Task description |
Read the data below line by line and copy each one with "page" in it.

Natural-language object grounding data:
───
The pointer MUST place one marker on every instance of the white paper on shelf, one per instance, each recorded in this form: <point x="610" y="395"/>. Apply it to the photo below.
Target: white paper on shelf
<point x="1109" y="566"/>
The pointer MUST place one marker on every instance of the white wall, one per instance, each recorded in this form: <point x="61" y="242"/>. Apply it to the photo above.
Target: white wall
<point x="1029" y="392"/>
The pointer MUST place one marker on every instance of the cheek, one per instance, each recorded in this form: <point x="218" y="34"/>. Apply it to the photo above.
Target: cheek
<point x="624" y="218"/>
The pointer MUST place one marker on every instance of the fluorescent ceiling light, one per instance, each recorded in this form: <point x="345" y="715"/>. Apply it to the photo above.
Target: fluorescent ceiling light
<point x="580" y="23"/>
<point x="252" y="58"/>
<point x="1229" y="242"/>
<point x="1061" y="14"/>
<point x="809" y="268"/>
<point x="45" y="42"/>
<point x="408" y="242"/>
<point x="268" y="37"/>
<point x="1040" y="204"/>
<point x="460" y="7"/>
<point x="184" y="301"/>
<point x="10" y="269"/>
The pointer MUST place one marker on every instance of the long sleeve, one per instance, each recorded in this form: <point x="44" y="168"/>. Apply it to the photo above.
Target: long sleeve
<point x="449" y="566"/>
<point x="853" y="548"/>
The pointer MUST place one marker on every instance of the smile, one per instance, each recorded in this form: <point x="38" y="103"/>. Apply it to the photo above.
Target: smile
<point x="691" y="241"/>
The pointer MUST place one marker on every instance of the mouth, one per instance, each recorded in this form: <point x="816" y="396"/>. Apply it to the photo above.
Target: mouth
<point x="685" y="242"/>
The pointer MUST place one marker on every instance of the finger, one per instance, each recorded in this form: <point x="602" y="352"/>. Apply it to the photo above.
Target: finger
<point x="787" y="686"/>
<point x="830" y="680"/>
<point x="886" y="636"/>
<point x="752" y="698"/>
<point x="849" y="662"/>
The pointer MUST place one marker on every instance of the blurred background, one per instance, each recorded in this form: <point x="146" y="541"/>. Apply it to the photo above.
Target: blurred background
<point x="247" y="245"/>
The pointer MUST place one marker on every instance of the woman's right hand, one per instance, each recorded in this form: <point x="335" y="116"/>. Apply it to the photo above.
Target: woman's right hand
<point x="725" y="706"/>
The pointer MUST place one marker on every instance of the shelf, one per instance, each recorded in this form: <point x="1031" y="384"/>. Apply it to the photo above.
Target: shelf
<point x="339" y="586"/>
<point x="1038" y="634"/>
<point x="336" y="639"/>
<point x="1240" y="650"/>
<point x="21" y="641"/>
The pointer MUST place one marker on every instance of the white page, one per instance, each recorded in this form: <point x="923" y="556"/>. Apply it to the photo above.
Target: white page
───
Answer to the exercise |
The pointer MUST place one marker on every instance of the white page, one per instance, each recorded in this form: <point x="923" y="556"/>. Apply it to the photo above.
Target: white page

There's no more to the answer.